**** Task material

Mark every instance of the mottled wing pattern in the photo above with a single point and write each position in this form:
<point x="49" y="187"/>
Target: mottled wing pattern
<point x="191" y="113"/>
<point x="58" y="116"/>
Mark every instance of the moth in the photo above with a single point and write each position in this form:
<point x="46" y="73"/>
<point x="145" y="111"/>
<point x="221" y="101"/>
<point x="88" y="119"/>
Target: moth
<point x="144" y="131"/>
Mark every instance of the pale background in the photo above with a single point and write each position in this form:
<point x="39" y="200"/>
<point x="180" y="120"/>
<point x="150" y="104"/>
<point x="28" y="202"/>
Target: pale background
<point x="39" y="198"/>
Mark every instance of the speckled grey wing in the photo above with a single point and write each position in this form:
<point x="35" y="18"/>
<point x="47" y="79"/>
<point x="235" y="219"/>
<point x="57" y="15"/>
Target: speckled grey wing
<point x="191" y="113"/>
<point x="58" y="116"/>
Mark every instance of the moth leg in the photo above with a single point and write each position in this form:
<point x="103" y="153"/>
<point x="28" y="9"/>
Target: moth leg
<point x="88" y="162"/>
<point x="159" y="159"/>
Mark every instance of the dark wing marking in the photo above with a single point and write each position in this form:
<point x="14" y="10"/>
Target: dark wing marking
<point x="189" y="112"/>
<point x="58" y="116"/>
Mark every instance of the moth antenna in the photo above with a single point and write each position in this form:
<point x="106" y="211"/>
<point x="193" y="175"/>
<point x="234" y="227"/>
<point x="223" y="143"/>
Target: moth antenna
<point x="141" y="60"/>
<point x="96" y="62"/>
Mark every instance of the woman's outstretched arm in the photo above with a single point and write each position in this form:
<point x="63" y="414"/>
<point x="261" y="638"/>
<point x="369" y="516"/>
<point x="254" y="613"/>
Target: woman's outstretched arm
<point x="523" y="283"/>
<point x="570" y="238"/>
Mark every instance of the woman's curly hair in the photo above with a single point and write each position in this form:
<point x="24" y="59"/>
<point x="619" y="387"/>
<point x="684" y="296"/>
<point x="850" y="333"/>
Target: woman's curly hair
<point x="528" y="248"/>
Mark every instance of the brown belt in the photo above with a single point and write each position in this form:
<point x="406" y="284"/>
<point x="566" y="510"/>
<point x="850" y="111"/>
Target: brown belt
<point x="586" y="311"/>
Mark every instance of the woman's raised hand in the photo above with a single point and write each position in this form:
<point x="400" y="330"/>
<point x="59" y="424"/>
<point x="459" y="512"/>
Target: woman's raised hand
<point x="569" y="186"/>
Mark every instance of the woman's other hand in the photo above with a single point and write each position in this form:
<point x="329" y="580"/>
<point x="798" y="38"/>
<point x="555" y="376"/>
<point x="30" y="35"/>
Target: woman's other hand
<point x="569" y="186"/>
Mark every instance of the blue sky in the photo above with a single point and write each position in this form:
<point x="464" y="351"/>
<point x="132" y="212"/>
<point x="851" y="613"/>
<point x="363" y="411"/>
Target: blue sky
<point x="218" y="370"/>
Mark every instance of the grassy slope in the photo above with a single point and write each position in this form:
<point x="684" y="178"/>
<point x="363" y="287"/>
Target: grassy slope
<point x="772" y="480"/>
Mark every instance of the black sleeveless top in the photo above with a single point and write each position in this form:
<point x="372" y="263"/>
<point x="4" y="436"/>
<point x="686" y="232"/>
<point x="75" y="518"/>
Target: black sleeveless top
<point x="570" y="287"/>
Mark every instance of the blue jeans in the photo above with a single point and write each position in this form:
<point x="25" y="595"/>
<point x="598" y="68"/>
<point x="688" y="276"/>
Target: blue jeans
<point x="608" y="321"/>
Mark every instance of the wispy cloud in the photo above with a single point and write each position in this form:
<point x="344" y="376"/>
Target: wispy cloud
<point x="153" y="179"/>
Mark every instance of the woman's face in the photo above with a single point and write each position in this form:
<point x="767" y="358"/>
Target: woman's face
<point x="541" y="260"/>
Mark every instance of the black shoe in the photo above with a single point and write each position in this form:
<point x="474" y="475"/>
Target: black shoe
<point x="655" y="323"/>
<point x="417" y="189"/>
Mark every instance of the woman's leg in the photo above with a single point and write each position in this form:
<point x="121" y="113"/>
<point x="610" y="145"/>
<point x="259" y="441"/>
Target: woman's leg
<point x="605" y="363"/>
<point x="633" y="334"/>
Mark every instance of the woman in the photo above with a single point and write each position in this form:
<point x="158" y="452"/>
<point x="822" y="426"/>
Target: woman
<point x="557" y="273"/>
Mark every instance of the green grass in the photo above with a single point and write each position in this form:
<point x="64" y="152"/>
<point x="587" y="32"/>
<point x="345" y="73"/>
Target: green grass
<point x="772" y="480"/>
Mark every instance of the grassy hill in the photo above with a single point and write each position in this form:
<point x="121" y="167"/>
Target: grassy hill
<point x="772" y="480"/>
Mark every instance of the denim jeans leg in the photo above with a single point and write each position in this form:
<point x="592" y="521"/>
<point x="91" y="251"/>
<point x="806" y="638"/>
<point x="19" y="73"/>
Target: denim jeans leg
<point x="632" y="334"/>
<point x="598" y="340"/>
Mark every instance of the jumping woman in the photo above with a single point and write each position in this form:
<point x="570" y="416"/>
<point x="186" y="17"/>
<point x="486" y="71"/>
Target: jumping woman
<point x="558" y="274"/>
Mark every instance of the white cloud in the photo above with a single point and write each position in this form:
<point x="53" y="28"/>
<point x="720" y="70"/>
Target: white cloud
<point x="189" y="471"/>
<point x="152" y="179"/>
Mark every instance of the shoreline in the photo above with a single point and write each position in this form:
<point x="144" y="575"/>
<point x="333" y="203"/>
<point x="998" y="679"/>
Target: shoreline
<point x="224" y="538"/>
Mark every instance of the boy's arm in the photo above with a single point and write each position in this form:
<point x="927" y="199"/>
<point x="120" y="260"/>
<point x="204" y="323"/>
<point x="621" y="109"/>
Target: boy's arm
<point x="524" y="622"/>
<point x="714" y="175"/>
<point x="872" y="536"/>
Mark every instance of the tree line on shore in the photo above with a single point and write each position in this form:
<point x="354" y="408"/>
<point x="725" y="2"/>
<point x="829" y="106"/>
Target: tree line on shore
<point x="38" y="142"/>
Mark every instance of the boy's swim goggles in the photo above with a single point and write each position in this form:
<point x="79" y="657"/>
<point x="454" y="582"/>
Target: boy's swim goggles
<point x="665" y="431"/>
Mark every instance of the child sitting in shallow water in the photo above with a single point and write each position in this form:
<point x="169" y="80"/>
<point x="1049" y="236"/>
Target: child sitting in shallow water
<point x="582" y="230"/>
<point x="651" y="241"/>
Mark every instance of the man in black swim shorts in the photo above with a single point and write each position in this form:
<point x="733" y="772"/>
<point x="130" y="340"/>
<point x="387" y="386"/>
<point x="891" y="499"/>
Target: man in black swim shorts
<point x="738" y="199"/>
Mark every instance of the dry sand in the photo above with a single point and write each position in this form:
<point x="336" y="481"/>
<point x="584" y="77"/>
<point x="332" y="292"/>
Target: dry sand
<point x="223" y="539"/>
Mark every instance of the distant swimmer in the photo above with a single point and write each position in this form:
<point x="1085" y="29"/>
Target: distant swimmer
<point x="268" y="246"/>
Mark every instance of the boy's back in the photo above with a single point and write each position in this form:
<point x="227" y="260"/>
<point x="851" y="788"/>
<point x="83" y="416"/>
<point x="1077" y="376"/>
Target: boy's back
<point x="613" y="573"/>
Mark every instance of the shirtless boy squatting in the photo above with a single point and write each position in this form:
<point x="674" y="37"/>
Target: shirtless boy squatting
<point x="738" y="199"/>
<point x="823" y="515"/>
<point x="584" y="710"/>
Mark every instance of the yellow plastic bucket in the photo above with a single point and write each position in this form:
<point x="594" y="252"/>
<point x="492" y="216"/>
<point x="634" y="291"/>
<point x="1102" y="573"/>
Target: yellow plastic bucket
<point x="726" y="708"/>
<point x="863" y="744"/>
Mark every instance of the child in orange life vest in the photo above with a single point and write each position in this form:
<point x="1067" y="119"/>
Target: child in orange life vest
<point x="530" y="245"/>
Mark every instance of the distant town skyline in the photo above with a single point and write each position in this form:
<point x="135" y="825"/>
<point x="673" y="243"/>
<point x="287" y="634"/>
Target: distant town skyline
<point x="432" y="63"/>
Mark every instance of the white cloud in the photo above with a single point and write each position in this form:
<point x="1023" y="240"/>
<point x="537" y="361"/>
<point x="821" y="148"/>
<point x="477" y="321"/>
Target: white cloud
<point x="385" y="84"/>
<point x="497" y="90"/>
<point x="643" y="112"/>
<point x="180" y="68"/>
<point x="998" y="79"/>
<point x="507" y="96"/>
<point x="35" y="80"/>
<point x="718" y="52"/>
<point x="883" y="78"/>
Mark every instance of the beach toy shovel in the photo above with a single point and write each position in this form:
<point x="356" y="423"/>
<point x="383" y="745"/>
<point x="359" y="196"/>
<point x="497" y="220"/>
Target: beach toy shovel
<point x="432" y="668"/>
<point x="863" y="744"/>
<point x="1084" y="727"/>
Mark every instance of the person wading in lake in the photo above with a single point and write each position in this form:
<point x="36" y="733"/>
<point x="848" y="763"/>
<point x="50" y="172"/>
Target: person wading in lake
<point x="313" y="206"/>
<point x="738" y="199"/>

********

:: The task ::
Lines from the first one above through the line containing "Mark every instance of the dark" are to be retyped exactly, both included, and nothing more.

:: Response area ::
Mark every instance of the mottled wing pattern in the photo above with a single point and write each position in this form:
<point x="49" y="187"/>
Target: mottled wing pattern
<point x="191" y="113"/>
<point x="58" y="116"/>
Mark every instance of the moth in the photo above with a single point and write each position in this form:
<point x="46" y="73"/>
<point x="145" y="111"/>
<point x="221" y="101"/>
<point x="88" y="119"/>
Target: moth
<point x="144" y="131"/>
Mark every instance of the pale background in the photo above with a single point and write each position in this form:
<point x="39" y="200"/>
<point x="180" y="120"/>
<point x="150" y="104"/>
<point x="28" y="202"/>
Target: pale background
<point x="39" y="198"/>
Mark every instance of the speckled grey wing in the photo above with a single point and write each position in this form:
<point x="35" y="18"/>
<point x="47" y="79"/>
<point x="235" y="219"/>
<point x="57" y="15"/>
Target: speckled grey wing
<point x="191" y="113"/>
<point x="58" y="116"/>
Mark every instance of the moth leg in the photo above with a single point and write each position in this form:
<point x="103" y="153"/>
<point x="28" y="9"/>
Target: moth leg
<point x="88" y="162"/>
<point x="159" y="159"/>
Mark every instance of the dark wing marking in the photo above with a single point and write each position in this form:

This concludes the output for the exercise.